## Given task
Count the lines in the records below that contain the string "outline", treating uppercase and lowercase as different. Reply with the number alone.

## Data to process

------------------------------------------------------------

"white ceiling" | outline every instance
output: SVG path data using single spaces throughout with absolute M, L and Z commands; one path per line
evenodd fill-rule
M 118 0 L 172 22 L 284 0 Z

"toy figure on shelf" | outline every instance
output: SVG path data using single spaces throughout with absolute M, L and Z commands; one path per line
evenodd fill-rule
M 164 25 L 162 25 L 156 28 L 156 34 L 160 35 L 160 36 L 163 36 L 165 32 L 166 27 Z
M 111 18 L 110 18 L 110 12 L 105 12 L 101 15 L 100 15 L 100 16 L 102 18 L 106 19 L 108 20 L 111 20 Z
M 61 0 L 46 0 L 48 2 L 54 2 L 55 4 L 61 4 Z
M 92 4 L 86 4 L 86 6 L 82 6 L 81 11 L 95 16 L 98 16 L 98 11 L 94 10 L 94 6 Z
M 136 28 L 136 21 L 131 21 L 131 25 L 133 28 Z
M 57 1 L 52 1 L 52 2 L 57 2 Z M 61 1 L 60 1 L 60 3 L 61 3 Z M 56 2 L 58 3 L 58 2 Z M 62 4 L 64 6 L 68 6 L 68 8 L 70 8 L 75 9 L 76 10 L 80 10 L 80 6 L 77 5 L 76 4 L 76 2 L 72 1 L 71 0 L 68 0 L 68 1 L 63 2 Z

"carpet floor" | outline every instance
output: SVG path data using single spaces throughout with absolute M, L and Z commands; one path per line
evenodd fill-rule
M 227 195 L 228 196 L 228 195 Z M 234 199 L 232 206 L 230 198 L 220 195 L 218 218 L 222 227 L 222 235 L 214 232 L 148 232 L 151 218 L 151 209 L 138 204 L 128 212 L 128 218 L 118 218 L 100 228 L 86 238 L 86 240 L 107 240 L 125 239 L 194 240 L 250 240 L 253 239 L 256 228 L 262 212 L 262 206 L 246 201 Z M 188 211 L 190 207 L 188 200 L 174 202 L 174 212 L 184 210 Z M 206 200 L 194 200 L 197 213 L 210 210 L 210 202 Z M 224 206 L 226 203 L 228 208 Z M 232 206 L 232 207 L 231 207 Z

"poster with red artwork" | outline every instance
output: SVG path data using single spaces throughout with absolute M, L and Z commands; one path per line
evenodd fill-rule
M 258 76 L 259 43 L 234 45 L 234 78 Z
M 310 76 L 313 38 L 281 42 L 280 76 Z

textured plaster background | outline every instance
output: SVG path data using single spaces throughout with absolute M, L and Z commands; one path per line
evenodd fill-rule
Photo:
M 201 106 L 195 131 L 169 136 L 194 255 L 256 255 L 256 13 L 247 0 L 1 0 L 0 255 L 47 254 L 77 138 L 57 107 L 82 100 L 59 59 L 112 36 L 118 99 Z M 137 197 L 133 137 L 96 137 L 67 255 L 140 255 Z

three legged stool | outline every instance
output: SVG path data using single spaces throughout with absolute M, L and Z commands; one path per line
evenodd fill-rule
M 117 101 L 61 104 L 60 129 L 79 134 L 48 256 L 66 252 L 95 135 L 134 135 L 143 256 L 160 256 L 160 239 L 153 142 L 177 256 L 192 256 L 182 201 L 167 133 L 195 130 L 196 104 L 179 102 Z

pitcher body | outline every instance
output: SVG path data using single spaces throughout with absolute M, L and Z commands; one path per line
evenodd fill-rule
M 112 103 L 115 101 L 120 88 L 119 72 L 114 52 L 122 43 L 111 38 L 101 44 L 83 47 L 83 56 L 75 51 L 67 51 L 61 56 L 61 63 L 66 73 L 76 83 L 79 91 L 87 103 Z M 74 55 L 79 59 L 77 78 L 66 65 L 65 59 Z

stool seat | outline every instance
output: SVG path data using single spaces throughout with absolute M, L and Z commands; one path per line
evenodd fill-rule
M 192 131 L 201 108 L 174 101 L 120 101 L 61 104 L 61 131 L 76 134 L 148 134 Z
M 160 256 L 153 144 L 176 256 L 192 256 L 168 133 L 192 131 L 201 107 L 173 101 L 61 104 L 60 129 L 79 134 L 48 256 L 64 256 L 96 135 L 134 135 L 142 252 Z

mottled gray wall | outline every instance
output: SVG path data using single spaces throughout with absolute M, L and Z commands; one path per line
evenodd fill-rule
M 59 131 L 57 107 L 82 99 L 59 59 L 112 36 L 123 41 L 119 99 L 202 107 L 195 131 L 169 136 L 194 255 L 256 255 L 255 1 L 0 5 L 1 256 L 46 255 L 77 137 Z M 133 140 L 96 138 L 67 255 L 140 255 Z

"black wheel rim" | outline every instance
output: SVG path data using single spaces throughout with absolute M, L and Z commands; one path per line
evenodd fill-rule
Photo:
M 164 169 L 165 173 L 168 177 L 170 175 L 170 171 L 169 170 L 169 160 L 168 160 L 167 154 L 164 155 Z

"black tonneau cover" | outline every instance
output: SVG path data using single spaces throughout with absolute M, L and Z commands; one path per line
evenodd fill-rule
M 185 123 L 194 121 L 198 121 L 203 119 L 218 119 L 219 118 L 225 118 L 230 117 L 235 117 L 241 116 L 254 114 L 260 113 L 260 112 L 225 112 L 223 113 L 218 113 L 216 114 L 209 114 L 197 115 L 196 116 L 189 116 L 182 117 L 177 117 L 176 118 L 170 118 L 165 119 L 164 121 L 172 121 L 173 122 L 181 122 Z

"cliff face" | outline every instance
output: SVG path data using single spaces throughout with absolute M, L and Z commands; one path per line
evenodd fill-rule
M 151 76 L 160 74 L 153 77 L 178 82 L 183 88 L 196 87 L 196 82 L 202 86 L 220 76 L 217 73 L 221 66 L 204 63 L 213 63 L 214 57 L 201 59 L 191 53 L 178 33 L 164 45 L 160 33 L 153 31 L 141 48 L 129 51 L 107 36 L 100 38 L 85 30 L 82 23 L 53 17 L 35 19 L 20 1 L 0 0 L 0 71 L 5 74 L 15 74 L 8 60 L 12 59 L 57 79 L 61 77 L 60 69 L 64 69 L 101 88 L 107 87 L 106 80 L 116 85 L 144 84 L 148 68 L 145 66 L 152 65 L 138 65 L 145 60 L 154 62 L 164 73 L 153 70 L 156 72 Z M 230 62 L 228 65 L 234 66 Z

------------------------------------------------------------

## Written solution
12